__TASK OBJECTIVE__.
Rescale the rows from the line containing "of stone boundary" through the line containing "left=5, top=62, right=260, bottom=566", copying every line, requests included, but multiplying each bounding-box coordinate in the answers by 2.4 and rounding to whole numbers, halves up. Leave the numbers in the requests and their format samples unchanged.

__RECORD EXCERPTS__.
──────────
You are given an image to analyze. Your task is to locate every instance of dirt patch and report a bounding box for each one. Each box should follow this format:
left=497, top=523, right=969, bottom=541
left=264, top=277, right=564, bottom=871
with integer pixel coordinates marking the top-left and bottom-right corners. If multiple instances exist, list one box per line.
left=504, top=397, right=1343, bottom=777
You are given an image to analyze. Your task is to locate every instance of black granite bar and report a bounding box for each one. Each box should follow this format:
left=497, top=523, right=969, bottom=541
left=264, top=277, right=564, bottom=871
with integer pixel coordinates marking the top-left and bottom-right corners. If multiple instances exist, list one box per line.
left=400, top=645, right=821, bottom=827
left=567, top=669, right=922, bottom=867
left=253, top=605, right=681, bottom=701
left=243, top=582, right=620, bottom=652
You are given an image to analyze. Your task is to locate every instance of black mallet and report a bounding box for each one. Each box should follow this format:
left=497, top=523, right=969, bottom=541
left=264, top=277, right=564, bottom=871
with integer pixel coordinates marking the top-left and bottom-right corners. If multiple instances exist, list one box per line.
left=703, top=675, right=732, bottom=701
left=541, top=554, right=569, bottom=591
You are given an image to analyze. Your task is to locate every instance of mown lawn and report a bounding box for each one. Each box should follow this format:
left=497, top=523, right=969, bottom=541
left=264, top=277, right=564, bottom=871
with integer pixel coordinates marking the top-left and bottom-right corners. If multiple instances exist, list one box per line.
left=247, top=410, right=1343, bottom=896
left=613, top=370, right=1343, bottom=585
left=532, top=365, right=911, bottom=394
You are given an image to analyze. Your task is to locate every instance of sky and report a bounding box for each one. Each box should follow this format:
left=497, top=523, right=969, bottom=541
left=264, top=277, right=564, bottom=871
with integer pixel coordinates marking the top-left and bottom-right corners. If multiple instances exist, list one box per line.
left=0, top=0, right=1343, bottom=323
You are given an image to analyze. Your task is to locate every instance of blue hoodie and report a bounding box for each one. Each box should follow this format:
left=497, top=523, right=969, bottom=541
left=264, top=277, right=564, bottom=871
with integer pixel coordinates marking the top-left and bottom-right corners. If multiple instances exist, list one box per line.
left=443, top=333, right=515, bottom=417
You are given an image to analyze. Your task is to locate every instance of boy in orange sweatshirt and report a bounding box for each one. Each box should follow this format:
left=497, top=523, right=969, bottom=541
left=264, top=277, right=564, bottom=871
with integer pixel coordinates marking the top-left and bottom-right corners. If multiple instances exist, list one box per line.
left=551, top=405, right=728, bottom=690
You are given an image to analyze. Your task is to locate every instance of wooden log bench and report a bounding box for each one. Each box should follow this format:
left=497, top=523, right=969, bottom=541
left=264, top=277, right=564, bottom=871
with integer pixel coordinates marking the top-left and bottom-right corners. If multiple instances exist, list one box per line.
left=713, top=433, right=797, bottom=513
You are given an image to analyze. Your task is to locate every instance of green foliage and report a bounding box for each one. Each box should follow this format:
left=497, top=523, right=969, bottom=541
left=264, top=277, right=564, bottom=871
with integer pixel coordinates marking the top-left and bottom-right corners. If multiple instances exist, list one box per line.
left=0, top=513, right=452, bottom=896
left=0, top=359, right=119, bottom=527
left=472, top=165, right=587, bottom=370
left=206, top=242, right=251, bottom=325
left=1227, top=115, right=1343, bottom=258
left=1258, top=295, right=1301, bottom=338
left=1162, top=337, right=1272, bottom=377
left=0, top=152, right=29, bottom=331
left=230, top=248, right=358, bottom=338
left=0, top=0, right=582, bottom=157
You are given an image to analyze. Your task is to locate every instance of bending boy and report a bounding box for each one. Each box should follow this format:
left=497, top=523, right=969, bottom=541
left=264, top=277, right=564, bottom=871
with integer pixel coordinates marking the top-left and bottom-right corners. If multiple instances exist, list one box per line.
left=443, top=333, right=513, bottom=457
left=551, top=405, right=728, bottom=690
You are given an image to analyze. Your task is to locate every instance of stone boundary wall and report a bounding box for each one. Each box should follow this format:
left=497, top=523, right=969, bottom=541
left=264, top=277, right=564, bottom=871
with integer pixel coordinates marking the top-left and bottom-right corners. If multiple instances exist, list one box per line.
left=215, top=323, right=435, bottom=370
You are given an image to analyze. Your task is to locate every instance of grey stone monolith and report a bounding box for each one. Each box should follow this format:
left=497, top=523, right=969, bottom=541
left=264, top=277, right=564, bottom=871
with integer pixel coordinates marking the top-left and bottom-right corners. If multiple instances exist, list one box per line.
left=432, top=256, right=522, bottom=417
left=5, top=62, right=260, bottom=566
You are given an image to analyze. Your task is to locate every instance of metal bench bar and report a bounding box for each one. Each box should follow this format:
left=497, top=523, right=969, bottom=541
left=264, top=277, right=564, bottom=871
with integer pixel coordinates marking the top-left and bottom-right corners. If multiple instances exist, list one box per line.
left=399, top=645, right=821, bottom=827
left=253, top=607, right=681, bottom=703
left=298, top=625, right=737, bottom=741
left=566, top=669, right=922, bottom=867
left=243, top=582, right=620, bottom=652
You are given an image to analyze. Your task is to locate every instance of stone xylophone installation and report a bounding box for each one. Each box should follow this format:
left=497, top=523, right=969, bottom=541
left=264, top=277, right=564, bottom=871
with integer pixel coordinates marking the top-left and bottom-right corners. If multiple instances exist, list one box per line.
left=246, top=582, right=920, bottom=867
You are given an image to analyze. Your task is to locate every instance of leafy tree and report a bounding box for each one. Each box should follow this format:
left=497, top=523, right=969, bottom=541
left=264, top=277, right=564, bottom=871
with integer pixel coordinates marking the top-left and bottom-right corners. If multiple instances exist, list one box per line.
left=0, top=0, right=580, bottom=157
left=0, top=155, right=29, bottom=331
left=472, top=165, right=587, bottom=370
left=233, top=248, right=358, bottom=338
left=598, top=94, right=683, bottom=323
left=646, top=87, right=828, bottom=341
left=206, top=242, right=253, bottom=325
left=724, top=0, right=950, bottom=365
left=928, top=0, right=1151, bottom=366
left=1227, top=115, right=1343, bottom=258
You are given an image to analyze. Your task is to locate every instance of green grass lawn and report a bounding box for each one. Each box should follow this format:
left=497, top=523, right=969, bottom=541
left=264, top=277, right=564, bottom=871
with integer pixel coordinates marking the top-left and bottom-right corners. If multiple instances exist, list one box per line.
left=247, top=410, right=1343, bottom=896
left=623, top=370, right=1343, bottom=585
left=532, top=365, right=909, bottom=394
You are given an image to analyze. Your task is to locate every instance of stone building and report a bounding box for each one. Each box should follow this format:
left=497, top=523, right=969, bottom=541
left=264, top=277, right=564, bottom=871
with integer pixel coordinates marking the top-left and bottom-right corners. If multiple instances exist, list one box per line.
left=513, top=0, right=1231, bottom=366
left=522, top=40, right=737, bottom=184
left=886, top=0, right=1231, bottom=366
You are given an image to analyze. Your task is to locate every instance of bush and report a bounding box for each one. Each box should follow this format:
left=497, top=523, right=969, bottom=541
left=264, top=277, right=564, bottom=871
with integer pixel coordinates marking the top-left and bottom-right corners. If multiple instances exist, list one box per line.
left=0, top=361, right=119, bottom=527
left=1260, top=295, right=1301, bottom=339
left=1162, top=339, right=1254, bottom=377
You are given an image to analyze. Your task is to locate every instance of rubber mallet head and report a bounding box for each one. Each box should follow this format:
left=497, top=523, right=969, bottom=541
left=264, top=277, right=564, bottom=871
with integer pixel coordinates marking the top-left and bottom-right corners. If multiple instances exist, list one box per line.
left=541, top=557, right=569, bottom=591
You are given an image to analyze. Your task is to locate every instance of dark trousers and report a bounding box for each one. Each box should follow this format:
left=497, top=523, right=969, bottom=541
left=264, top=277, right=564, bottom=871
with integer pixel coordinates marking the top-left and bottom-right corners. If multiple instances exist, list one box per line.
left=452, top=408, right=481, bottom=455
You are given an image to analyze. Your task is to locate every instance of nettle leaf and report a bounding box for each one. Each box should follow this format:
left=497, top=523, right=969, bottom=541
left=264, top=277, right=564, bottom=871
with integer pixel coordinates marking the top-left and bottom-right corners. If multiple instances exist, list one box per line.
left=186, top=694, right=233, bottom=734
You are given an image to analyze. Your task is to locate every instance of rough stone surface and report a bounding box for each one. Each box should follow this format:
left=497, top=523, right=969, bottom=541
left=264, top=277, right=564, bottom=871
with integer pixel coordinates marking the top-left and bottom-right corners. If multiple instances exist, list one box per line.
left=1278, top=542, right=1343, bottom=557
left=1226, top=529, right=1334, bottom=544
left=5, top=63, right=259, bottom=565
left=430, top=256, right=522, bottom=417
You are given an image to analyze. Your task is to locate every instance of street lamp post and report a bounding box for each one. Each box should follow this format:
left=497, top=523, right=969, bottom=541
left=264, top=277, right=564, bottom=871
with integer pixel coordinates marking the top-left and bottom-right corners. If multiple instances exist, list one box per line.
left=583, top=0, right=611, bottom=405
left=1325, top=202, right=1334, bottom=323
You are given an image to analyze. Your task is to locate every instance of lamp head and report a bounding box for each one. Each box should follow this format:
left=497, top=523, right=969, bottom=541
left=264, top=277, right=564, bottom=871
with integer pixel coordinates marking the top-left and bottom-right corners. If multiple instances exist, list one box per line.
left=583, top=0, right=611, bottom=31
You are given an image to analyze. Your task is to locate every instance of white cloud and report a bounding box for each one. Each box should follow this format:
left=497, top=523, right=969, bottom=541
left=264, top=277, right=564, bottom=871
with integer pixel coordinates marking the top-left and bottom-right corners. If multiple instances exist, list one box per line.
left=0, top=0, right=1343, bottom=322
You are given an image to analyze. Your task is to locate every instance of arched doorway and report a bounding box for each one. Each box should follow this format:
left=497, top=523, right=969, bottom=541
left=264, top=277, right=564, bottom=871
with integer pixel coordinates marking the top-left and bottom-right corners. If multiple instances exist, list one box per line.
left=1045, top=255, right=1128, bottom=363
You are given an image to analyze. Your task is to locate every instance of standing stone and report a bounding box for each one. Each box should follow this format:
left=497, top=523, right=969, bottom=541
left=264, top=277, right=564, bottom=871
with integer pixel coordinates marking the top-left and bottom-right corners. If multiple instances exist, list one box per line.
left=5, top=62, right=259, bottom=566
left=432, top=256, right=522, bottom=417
──────────
__SOLUTION TO THIS TASK__.
You are given an image to analyze. Your task is to locate every instance of stone boundary wall and report a bounding box for each one. Each box should follow this format:
left=497, top=523, right=969, bottom=541
left=264, top=277, right=564, bottom=871
with integer pixel coordinates marking the top-left and bottom-right corners. If multiple instances exist, list one box per line.
left=516, top=775, right=1044, bottom=888
You are given an image to analyze. Your task is to locate every instance of grey stone monolith and report a bounding box for each one. Each box should follow this format:
left=497, top=523, right=969, bottom=541
left=264, top=277, right=564, bottom=871
with integer pixel coordinates marking the top-left and bottom-right corners. If multiple instances exist, list one box per line.
left=1037, top=614, right=1253, bottom=1001
left=12, top=149, right=624, bottom=1358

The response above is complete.